**What is expected**. Your answer should consist of every line in the records that holds "brown".

(Stored data entries)

◇ ◇ ◇ ◇ ◇

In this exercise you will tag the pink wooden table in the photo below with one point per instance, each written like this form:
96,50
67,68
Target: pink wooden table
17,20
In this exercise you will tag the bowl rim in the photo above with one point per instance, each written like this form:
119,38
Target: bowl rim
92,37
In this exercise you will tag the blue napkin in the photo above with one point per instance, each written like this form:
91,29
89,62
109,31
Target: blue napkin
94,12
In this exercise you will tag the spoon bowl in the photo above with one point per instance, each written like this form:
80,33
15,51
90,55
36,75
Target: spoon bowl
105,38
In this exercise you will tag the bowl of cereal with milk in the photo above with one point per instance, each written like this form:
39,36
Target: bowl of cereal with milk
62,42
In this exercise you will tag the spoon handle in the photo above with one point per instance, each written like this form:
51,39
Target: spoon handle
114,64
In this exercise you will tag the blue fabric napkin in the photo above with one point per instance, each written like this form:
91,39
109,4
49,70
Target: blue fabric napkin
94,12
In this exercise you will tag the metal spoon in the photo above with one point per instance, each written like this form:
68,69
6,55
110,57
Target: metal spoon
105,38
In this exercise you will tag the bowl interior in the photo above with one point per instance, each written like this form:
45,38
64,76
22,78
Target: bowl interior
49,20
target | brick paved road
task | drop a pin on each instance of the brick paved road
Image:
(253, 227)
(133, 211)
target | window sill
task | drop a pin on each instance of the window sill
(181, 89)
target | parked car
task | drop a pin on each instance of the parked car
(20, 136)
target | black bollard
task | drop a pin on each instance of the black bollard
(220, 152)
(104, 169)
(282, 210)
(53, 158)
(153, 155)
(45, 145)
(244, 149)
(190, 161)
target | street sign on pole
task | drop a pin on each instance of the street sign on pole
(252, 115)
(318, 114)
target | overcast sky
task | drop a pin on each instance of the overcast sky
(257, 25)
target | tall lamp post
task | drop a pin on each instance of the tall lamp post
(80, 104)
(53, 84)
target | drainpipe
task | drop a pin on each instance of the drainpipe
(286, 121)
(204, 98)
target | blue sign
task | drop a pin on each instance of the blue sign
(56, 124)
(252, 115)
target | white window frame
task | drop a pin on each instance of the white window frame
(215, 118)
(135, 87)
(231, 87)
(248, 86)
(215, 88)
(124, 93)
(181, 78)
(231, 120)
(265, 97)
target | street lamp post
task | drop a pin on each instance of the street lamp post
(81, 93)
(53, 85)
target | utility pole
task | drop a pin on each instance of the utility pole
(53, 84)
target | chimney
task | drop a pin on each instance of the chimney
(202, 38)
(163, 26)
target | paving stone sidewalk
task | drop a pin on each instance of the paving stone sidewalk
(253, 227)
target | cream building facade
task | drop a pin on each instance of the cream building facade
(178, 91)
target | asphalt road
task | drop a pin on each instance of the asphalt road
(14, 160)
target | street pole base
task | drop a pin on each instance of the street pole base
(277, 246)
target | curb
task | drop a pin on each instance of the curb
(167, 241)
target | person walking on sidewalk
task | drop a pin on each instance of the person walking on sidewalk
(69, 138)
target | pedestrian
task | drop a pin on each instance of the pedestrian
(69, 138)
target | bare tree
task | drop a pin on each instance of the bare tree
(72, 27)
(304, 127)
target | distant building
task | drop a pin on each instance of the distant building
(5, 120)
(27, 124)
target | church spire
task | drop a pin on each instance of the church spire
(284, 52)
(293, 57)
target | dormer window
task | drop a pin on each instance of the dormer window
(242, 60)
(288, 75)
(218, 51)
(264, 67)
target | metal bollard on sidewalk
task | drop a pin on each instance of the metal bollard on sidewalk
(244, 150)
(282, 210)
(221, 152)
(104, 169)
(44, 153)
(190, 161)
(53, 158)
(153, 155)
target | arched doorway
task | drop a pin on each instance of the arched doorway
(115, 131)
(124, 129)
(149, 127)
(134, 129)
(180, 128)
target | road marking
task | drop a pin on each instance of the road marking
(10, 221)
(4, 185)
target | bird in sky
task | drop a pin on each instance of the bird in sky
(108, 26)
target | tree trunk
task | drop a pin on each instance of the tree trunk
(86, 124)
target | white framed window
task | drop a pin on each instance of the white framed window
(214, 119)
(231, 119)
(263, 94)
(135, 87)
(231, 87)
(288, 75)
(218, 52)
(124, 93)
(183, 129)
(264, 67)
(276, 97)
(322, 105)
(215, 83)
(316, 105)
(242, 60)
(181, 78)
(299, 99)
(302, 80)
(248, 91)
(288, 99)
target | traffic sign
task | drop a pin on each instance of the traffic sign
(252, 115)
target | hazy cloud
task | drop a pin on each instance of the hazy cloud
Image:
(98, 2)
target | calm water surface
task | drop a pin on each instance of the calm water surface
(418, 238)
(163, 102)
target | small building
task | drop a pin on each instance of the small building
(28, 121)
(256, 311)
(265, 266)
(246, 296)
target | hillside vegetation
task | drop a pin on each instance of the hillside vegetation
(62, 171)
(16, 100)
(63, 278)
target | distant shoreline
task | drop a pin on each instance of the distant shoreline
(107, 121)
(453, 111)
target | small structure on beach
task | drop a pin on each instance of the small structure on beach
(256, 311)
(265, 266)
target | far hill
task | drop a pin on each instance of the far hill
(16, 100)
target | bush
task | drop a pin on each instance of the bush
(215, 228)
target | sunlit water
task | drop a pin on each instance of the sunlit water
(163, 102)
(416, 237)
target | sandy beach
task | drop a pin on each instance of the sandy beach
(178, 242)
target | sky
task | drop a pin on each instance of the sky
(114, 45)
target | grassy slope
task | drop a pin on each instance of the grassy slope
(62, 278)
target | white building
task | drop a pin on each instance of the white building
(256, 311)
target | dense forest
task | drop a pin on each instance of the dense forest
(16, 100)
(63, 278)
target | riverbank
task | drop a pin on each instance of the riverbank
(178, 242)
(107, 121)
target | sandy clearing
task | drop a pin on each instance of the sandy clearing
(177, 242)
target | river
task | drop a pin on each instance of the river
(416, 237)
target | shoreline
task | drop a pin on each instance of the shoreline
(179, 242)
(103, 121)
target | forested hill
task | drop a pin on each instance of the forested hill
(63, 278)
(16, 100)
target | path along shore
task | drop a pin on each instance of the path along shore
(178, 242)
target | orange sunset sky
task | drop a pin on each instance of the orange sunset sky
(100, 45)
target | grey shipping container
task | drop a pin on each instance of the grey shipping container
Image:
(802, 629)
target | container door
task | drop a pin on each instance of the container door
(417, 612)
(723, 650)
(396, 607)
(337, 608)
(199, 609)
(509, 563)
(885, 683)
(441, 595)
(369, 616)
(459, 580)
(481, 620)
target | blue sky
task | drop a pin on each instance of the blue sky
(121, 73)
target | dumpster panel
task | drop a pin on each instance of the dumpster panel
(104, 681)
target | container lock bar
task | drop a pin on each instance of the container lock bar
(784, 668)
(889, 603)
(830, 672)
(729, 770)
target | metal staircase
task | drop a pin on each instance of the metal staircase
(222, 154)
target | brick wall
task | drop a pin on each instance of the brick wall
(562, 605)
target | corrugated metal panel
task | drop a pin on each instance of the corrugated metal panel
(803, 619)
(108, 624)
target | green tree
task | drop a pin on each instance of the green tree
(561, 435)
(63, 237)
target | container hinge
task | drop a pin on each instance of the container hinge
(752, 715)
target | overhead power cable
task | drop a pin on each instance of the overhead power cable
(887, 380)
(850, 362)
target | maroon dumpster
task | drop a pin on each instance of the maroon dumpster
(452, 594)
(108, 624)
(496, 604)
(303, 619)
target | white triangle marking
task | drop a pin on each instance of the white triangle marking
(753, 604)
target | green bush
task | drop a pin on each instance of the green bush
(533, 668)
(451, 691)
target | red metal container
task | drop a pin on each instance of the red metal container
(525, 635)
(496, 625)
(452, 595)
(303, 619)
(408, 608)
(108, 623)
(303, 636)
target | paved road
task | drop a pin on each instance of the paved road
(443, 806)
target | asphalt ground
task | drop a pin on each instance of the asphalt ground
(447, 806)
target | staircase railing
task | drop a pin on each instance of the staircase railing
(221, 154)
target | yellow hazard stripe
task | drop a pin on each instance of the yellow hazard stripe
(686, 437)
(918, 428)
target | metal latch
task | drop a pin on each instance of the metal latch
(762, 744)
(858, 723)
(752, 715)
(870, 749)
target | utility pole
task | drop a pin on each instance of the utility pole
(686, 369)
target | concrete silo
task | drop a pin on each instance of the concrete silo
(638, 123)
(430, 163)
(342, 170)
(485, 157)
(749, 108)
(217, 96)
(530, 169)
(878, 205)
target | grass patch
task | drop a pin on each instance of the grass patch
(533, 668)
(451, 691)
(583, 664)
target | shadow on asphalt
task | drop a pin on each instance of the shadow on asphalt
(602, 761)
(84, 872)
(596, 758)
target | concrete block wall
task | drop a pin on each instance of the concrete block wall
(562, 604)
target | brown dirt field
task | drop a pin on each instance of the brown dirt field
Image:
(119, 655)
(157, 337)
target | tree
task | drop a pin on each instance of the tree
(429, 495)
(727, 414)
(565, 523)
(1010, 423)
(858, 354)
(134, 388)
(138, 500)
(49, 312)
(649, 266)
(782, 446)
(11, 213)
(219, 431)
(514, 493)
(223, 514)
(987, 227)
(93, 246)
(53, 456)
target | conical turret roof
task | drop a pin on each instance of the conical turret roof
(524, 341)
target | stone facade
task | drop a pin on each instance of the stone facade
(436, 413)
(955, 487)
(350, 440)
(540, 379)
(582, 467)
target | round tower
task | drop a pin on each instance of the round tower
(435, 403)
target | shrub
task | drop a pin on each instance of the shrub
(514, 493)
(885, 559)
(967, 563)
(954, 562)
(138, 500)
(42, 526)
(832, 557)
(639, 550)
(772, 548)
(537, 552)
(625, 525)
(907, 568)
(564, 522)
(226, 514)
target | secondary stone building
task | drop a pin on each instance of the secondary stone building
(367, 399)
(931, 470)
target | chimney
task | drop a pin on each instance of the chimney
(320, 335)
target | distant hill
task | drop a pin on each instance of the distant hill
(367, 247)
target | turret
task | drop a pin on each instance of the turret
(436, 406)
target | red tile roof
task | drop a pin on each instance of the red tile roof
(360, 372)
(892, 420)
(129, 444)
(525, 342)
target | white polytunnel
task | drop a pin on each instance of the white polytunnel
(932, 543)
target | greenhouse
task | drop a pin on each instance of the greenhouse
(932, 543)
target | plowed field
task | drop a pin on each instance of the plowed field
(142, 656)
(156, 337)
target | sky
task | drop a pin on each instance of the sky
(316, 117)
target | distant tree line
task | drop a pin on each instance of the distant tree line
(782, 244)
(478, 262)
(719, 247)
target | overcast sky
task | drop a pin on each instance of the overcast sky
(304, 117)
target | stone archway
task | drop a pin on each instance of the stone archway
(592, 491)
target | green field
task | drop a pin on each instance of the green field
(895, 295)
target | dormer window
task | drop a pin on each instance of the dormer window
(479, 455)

◇ ◇ ◇ ◇ ◇

**Output for this task**.
target | brown dirt field
task | drop a pin on each instance of the brown dirt field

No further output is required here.